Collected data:
"""

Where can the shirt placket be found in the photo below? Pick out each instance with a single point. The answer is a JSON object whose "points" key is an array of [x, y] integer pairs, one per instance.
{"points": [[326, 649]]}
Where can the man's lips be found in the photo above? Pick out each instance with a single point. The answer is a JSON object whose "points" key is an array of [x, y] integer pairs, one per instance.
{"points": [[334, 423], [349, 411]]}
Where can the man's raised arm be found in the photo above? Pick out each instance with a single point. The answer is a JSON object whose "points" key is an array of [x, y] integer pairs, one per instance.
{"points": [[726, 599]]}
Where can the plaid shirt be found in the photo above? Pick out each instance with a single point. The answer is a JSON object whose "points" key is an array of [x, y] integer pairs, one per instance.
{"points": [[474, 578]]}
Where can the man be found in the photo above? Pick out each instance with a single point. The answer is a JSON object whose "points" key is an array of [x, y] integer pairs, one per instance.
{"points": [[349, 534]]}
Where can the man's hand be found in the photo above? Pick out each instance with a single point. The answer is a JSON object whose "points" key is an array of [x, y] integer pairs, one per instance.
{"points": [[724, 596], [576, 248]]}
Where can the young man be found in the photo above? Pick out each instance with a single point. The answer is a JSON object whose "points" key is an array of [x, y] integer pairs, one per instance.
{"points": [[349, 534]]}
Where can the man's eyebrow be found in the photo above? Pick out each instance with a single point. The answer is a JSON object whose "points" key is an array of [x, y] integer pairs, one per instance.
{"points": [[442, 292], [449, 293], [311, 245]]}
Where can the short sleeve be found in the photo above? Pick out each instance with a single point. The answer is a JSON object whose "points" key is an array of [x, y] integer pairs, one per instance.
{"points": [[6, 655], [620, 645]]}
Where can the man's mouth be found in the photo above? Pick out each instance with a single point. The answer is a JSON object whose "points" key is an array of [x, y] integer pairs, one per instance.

"""

Activity: Take the entries above and transcribe them exactly as they stand.

Response area:
Where can the shirt placket be found in the photo below? Pick out each instance with a single point. The answer is a JSON object whose "points" key is an array of [x, y] integer pairs, one per instance.
{"points": [[326, 649]]}
Where can the man's lips be found in the photo above? Pick out each instance with a single point. The answer is a JSON object whose "points" key is an array of [x, y] integer pairs, one per instance.
{"points": [[334, 423], [349, 411]]}
Where can the man's raised arm be found in the photo above? Pick out each instance with a single point. The answer is a JSON object whose "points" key is an array of [x, y] integer pairs, one per instance.
{"points": [[726, 599]]}
Where can the plaid shirt be found in the photo above? Pick out each instance with a single point. The answer is a JSON object whose "points" key is an array of [x, y] integer pairs, one per instance.
{"points": [[474, 578]]}
Where can the man be found in the photo above? Pick out each instance with a single point. The answer is a JSON object whose "points" key is an array of [x, y] integer pairs, one per instance.
{"points": [[349, 534]]}
Where can the man's hand be found in the photo above? Pick out each instance with a single point. The answer is a JSON object whose "points" key is an array of [x, y] integer pairs, one per instance.
{"points": [[724, 596], [576, 248]]}
Where can the young man be found in the photo above? Pick out each instance with a single point. The answer is a JSON object whose "points" key is an array of [x, y] integer pairs, one per instance.
{"points": [[349, 534]]}
Where can the man's eyebrow be found in the photo above? Pick out each instance with a single point. The answer is a JSON object whose "points" key is an array of [x, y] integer pairs, one per instance.
{"points": [[442, 292], [449, 293], [311, 245]]}
Where can the short sleeve be found in the photo above? Pick out each instance with a single point. The answer is a JSON object whose "points" key is an array of [x, y] integer pairs, one per instance.
{"points": [[6, 655], [620, 645]]}
Where can the man's mouth be found in the photo above? Pick out each instance with a single point. The answer is a JSON object whose "points" key is an array of [x, y] integer pairs, one per instance.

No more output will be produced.